▸ Written problem
Output each entry that follows exactly. Images stay out.

(Coordinate labeling data)
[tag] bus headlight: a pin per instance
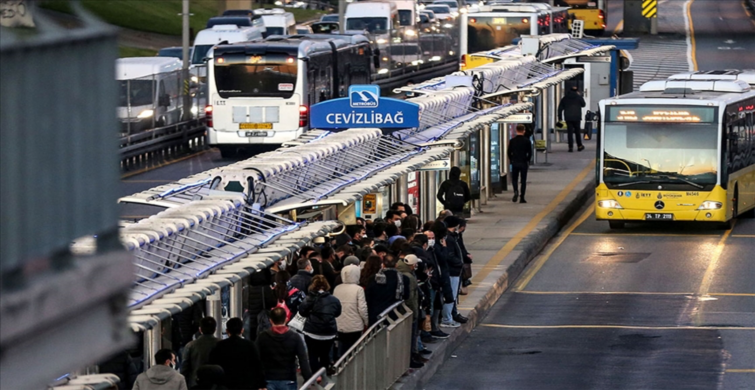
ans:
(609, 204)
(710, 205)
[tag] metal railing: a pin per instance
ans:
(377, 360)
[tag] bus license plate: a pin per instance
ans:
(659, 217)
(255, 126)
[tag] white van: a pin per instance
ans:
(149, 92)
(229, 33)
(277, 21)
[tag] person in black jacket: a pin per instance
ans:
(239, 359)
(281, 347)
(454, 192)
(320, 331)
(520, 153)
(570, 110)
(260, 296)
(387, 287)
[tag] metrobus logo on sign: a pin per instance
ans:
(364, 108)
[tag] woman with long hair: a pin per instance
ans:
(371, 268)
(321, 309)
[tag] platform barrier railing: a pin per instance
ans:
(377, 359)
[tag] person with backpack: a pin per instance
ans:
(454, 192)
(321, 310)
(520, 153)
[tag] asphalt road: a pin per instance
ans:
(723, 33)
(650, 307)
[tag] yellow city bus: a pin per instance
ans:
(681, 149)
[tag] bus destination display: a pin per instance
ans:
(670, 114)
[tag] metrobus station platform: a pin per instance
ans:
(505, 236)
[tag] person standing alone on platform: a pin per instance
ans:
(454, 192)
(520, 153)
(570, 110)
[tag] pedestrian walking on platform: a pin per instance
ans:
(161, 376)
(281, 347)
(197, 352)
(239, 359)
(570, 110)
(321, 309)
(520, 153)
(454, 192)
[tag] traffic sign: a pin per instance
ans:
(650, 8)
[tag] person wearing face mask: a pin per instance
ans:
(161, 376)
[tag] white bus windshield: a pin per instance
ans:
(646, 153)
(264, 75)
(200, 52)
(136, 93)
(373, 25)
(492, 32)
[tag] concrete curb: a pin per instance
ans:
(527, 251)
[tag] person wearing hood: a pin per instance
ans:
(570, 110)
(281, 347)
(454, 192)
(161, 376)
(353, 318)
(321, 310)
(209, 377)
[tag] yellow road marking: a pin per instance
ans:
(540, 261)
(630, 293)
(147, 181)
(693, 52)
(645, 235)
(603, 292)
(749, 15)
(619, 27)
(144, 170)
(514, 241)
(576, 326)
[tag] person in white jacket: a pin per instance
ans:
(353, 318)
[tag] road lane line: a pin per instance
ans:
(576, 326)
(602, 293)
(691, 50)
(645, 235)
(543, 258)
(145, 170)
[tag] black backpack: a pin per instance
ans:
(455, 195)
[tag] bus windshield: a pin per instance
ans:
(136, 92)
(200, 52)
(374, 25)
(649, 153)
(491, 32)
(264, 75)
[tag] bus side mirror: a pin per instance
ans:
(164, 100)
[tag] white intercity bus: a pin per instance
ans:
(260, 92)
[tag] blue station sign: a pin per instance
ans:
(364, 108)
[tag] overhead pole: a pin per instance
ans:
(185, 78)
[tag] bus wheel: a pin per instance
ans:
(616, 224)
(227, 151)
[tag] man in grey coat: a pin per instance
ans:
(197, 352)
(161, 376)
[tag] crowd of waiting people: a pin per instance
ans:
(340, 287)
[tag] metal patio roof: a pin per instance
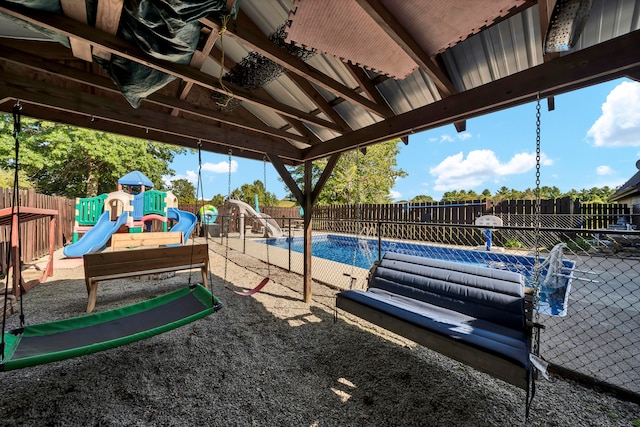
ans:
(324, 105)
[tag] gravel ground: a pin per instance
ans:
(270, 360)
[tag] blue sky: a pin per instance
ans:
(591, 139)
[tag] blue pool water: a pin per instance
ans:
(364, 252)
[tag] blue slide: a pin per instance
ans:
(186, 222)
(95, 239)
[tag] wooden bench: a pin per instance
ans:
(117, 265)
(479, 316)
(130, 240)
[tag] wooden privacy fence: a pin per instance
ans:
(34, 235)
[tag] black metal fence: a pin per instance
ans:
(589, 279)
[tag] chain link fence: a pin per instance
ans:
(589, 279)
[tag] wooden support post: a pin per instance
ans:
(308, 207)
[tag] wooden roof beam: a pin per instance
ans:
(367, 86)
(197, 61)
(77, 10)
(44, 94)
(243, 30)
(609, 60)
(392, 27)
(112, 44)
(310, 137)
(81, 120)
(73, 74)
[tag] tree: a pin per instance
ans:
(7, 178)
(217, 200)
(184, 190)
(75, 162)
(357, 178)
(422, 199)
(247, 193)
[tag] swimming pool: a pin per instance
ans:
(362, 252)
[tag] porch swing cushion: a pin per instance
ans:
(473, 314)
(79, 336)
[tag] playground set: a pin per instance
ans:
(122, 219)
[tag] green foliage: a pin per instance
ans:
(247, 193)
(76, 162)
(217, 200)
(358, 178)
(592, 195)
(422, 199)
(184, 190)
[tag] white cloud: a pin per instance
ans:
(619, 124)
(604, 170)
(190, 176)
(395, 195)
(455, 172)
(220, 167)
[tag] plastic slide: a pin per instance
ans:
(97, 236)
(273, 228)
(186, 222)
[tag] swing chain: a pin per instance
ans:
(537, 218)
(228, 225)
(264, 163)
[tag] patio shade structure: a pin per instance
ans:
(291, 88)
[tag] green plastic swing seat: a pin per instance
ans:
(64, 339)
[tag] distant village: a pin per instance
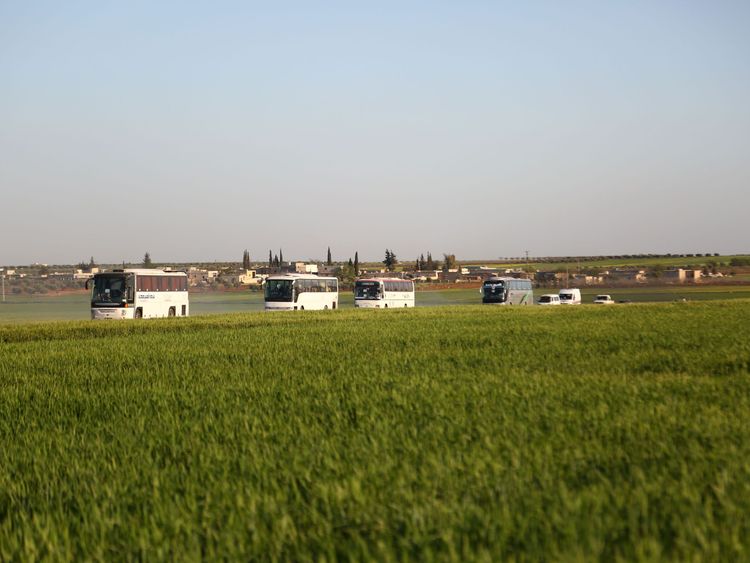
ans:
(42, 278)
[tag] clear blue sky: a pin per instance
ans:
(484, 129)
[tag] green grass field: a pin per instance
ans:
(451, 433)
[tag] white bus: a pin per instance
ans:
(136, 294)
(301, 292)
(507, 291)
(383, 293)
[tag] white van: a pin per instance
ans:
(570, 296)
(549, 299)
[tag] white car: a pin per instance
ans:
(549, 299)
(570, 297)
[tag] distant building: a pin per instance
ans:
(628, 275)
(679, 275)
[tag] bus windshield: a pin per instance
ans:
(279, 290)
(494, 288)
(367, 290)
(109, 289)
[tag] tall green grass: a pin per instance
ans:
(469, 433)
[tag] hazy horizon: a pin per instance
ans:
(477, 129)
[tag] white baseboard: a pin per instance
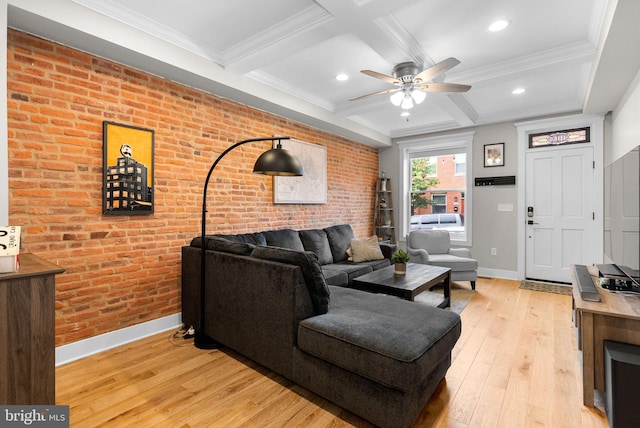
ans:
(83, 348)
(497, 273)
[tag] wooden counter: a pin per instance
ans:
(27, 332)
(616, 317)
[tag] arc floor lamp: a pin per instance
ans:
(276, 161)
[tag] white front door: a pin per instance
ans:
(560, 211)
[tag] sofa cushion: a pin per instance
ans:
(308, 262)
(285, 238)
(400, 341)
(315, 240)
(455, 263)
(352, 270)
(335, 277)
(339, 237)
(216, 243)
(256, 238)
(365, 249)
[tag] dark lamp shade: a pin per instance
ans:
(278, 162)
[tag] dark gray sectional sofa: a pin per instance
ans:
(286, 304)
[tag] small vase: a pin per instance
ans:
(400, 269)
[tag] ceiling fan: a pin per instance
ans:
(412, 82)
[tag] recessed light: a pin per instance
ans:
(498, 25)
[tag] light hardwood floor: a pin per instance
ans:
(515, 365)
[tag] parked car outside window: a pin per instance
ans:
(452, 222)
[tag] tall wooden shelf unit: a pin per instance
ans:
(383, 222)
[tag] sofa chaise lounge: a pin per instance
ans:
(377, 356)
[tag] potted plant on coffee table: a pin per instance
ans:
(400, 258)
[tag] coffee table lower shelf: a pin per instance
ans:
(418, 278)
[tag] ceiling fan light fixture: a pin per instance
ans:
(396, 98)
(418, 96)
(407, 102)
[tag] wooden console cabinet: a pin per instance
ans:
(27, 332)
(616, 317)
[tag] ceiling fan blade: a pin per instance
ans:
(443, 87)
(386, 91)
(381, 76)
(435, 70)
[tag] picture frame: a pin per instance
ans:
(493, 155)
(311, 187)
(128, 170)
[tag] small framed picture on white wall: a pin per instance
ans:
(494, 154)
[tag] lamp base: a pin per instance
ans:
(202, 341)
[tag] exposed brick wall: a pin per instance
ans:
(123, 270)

▸ Solution for this exercise
[tag] bus headlight: a pin per instance
ans:
(609, 204)
(710, 205)
[tag] metal railing: a pin per instance
ans:
(377, 360)
[tag] bus license plate: a pin per instance
ans:
(659, 217)
(255, 126)
[tag] white van: a pin per instance
ans:
(149, 92)
(229, 33)
(277, 21)
[tag] person in black jacket: a pin per instance
ans:
(239, 359)
(281, 347)
(454, 192)
(320, 331)
(520, 153)
(570, 110)
(260, 296)
(387, 287)
[tag] metrobus logo on sign: a pin per instance
ans:
(364, 108)
[tag] woman with long hair: a pin per instance
ans:
(371, 268)
(321, 309)
[tag] platform barrier railing: a pin per instance
ans:
(377, 359)
[tag] person with backpack: a pin per instance
ans:
(454, 192)
(321, 310)
(520, 153)
[tag] asphalt road: a pin per instance
ans:
(723, 33)
(650, 307)
[tag] yellow city bus: a pin per instance
ans:
(681, 149)
[tag] bus destination display: a pin per instance
ans:
(670, 114)
[tag] metrobus station platform: a pin per instance
ans:
(505, 236)
[tag] person standing alone on platform: a pin per instance
ans:
(454, 192)
(520, 153)
(570, 110)
[tag] pedestrian walking on platform: a pin per instance
ans:
(161, 376)
(281, 347)
(197, 352)
(239, 359)
(570, 110)
(321, 309)
(520, 153)
(454, 192)
[tag] traffic sign: a pin per instance
ans:
(650, 8)
[tag] person wearing face mask: a pin per instance
ans:
(161, 376)
[tag] white bus windshield: a pin per instance
ans:
(646, 153)
(264, 75)
(200, 52)
(136, 93)
(373, 25)
(492, 32)
[tag] concrete curb: a pin per instance
ans:
(527, 251)
[tag] person wearing hood: a pin per instance
ans:
(570, 110)
(281, 347)
(454, 192)
(161, 376)
(353, 318)
(321, 310)
(209, 377)
[tag] yellow road marking: a pin per instance
ans:
(540, 261)
(630, 293)
(147, 181)
(693, 52)
(645, 235)
(603, 292)
(749, 15)
(619, 27)
(144, 170)
(514, 241)
(576, 326)
[tag] person in white jacket: a pin per instance
ans:
(353, 318)
[tag] road lane line: a pin per instance
ans:
(576, 326)
(602, 293)
(691, 50)
(645, 235)
(543, 258)
(145, 170)
[tag] black backpack: a pin per instance
ans:
(455, 195)
[tag] bus windshield: a pin per instance
ans:
(136, 92)
(200, 52)
(374, 25)
(649, 153)
(491, 32)
(264, 75)
[tag] bus side mirror: a pin per instance
ans:
(164, 100)
[tag] white intercity bus: a pin per instance
ans:
(260, 92)
[tag] blue station sign: a pin per instance
ans:
(364, 108)
[tag] overhead pole: a pin per instance
ans:
(185, 78)
[tag] bus wheel: a pin per instance
ans:
(616, 224)
(227, 151)
[tag] man in grey coat: a pin per instance
ans:
(197, 352)
(161, 376)
[tag] crowd of waiting people: a pin per instance
ans:
(340, 287)
[tag] metal patio roof: a pin per instance
ans:
(324, 105)
[tag] gravel ground: a pin per instance
ans:
(270, 360)
[tag] blue sky: a pin per instance
ans:
(591, 139)
[tag] blue pool water: a pin per instance
ans:
(364, 252)
[tag] blue slide: a pin per instance
ans:
(186, 222)
(95, 239)
[tag] wooden bench: a pin per instance
ans:
(117, 265)
(479, 316)
(130, 240)
[tag] wooden privacy fence: a pin per instance
ans:
(34, 235)
[tag] black metal fence: a pin per instance
ans:
(589, 279)
[tag] chain link fence: a pin per instance
ans:
(589, 279)
[tag] wooden support post: a pin per instance
ans:
(308, 207)
[tag] wooden roof beam: a pin per instance
ans:
(367, 86)
(197, 61)
(77, 10)
(44, 94)
(243, 30)
(609, 60)
(392, 27)
(112, 44)
(310, 137)
(81, 120)
(73, 74)
[tag] tree: a pin per instance
ans:
(7, 178)
(217, 200)
(184, 190)
(75, 162)
(357, 178)
(422, 199)
(247, 193)
[tag] swimming pool: a pin per instance
ans:
(362, 252)
[tag] porch swing cushion: a pin per instance
ans:
(473, 314)
(79, 336)
[tag] playground set: a pin per instance
ans:
(122, 219)
[tag] green foliage: a pin per instance
ans:
(247, 193)
(76, 162)
(217, 200)
(358, 178)
(592, 195)
(422, 199)
(184, 190)
[tag] white cloud: a pin per instance
ans:
(619, 124)
(604, 170)
(190, 176)
(395, 195)
(455, 172)
(220, 167)
[tag] plastic slide: a pin per instance
ans:
(97, 236)
(273, 228)
(186, 222)
[tag] swing chain: a pin per instance
ans:
(537, 218)
(228, 225)
(264, 163)
[tag] patio shade structure: a pin per instance
ans:
(291, 88)
[tag] green plastic swing seat: a pin per instance
ans:
(64, 339)
[tag] distant village: a pin per instance
ans:
(42, 278)
[tag] clear blue sky: a pin per instance
ans:
(484, 129)
[tag] green grass field: a pin per instance
ans:
(451, 433)
[tag] white bus: a pin per instance
ans:
(136, 294)
(301, 292)
(507, 291)
(383, 293)
[tag] white van: a pin per instance
ans:
(570, 296)
(549, 299)
[tag] white car: a pin per instance
ans:
(549, 299)
(570, 297)
[tag] distant building: a pin per instance
ans:
(628, 275)
(679, 275)
[tag] bus windshield: a pin per instance
ans:
(279, 290)
(494, 288)
(367, 290)
(109, 289)
[tag] tall green grass: a pin per instance
ans:
(469, 433)
[tag] hazy horizon: a pin per instance
ans:
(477, 129)
[tag] white baseboard: a pin per instance
ans:
(83, 348)
(497, 273)
[tag] wooden counter: a pin per instance
ans:
(27, 332)
(616, 317)
[tag] arc floor lamp: a pin per instance
ans:
(276, 161)
[tag] white front door: a pin per instance
ans:
(560, 211)
[tag] sofa cushion: a pin per instance
ans:
(308, 262)
(285, 238)
(400, 341)
(315, 240)
(455, 263)
(352, 270)
(335, 277)
(339, 237)
(216, 243)
(256, 238)
(365, 249)
[tag] dark lamp shade: a pin per instance
ans:
(278, 162)
[tag] dark gray sectional sofa: a pin per instance
ans:
(286, 304)
[tag] small vase: a pin per instance
ans:
(400, 269)
[tag] ceiling fan: a pin per instance
ans:
(412, 82)
[tag] recessed light: a pin per instance
ans:
(498, 25)
[tag] light hardwood floor: a pin per instance
ans:
(515, 365)
[tag] parked car outside window: a pin per instance
ans:
(452, 222)
[tag] tall wooden shelf unit: a pin per instance
ans:
(383, 222)
[tag] sofa chaise lounge: a pin per instance
ans:
(377, 356)
[tag] potted plant on coffee table: a pin per instance
ans:
(400, 258)
[tag] coffee table lower shelf: a pin per instance
ans:
(418, 278)
[tag] ceiling fan light fixture: a pin per instance
ans:
(396, 98)
(418, 96)
(407, 102)
[tag] wooden console cabinet: a pin per instance
ans:
(27, 332)
(616, 317)
[tag] ceiling fan blade: a pin per instance
ans:
(443, 87)
(386, 91)
(381, 76)
(435, 70)
[tag] picture frame: a pin per instance
ans:
(493, 155)
(311, 187)
(128, 170)
[tag] small framed picture on white wall: a pin per instance
ans:
(494, 154)
[tag] lamp base: a pin per instance
ans:
(202, 341)
[tag] exposed brick wall: a pin per instance
ans:
(123, 270)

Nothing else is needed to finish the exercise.